*Data:*
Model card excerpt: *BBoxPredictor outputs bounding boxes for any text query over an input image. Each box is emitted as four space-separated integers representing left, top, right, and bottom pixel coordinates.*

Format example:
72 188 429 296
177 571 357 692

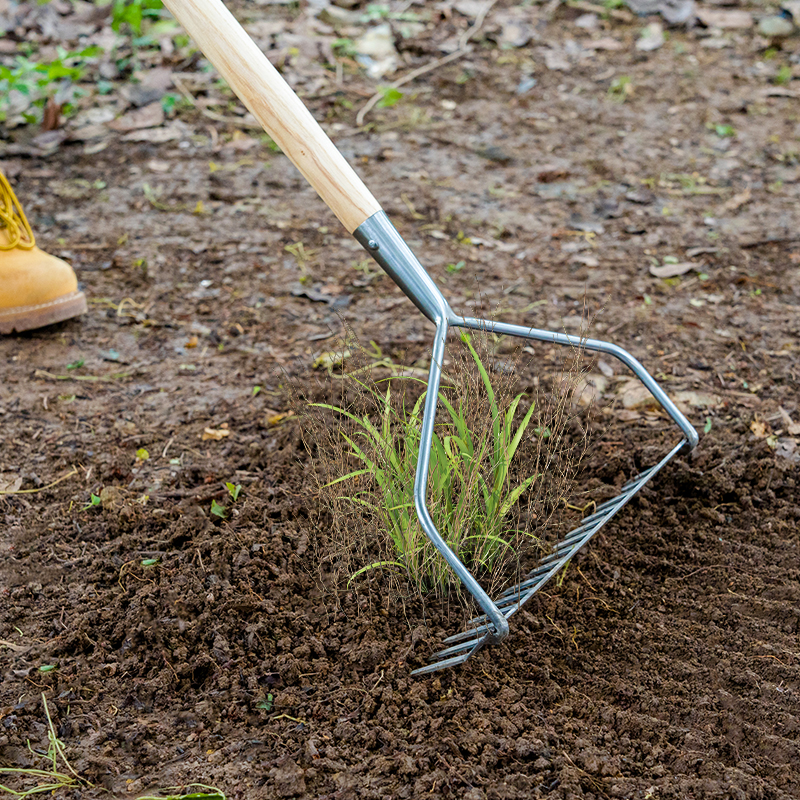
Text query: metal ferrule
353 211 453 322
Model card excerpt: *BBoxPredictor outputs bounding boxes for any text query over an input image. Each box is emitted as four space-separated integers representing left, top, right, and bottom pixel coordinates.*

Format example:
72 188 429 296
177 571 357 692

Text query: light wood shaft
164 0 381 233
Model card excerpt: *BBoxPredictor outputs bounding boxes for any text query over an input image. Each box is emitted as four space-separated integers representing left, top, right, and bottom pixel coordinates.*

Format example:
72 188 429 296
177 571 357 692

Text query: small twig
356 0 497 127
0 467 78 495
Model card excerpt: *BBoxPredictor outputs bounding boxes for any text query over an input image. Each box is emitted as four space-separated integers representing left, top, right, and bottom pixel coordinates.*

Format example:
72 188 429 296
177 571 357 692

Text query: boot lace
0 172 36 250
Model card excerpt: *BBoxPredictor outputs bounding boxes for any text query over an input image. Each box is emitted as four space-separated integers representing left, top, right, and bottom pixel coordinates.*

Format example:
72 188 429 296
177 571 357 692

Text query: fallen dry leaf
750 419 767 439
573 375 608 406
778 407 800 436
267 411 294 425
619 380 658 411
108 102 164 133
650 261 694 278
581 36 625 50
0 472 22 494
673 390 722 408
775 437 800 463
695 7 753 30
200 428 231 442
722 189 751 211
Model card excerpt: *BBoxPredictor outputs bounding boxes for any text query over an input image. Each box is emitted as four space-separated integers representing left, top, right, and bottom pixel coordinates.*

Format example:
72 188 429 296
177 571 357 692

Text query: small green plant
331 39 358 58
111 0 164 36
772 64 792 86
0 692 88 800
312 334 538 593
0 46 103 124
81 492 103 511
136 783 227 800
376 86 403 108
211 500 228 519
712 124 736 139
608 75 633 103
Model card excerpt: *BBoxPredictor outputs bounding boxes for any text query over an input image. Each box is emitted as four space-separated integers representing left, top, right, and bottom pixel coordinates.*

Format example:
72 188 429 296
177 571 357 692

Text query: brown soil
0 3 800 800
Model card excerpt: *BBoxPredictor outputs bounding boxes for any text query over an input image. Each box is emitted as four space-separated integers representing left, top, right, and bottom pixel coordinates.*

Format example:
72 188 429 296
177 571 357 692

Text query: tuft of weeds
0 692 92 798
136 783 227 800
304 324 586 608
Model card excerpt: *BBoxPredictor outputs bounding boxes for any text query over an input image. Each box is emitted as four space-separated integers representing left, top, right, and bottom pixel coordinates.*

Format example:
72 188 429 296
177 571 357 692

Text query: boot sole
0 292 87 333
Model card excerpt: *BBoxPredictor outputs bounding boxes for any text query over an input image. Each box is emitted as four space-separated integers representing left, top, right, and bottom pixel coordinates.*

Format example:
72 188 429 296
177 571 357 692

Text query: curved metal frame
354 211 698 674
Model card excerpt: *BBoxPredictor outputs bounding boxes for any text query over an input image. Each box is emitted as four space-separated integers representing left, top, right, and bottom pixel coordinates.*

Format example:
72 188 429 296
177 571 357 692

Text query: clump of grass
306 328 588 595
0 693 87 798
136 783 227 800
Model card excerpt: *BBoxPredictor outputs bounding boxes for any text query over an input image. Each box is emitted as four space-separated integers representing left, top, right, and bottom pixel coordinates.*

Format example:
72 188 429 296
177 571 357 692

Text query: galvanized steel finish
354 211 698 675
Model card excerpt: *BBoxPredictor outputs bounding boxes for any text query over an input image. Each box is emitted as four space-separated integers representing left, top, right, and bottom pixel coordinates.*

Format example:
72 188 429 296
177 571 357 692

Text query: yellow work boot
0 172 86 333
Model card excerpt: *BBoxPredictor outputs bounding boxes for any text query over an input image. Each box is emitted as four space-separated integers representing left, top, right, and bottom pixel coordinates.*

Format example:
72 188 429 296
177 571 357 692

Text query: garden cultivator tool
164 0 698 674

---

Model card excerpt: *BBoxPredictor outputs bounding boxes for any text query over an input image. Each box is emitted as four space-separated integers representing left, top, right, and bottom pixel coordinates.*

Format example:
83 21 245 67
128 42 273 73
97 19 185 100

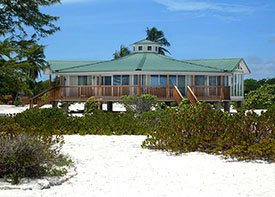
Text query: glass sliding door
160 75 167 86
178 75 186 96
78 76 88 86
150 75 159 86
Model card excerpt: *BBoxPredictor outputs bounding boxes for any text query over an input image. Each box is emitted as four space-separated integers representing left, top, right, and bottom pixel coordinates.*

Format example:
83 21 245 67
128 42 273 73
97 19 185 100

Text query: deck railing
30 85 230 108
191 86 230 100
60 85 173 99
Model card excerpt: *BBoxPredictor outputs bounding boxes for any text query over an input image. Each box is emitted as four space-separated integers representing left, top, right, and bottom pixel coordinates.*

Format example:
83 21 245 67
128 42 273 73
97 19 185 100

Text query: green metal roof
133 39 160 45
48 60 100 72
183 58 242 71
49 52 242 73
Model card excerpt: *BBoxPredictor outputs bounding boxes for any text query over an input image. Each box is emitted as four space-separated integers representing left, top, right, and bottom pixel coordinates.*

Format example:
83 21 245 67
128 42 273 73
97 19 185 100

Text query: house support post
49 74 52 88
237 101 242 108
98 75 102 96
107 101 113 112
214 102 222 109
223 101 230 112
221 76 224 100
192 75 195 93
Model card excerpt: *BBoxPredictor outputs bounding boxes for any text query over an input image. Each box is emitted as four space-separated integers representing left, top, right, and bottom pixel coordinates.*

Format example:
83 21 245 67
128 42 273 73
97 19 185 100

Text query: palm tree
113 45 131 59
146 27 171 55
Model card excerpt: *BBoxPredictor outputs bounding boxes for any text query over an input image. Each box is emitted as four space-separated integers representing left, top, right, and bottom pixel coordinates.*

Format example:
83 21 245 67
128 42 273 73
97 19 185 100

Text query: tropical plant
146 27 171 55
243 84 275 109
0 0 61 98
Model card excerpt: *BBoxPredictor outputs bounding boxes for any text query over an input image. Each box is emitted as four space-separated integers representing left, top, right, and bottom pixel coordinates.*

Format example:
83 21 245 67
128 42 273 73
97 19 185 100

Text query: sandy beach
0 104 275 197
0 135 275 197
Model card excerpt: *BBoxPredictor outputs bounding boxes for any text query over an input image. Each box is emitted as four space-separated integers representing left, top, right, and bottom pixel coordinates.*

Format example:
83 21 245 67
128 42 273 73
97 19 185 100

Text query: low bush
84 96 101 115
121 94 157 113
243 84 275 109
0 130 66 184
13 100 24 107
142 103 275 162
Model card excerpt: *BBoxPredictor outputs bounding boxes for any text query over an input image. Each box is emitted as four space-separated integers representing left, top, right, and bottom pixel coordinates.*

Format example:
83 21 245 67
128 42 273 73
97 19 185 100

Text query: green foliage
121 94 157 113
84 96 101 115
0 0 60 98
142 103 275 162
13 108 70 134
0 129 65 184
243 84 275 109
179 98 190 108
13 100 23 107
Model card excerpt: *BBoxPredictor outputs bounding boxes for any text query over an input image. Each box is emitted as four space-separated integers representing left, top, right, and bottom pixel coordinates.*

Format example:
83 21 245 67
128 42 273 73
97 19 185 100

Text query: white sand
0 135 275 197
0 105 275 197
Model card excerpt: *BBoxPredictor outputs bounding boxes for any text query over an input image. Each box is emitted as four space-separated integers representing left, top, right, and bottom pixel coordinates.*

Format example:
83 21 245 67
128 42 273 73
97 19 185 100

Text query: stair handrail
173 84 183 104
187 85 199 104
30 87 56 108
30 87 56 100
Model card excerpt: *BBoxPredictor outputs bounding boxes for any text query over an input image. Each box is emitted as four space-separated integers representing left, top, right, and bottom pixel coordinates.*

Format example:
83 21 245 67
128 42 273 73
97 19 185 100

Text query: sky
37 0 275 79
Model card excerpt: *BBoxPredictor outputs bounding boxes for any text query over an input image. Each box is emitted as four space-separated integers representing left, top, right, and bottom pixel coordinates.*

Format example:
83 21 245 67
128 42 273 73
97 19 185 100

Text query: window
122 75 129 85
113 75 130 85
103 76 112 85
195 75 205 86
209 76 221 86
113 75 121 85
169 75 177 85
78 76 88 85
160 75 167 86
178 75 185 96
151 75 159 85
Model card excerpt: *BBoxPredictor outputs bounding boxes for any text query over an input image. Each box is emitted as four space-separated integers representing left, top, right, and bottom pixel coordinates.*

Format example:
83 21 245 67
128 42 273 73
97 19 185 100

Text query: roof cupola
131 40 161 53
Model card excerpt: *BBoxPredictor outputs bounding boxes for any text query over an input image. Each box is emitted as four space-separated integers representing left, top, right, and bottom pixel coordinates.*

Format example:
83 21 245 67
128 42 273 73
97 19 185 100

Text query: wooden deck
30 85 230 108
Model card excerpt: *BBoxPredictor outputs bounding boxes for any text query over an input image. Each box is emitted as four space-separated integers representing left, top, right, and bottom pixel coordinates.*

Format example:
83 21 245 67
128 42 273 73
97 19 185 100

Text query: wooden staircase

*Brief:* Show each line in the items above that contains the word "wooden".

*Written solution:*
Text query: wooden deck
Text query: wooden staircase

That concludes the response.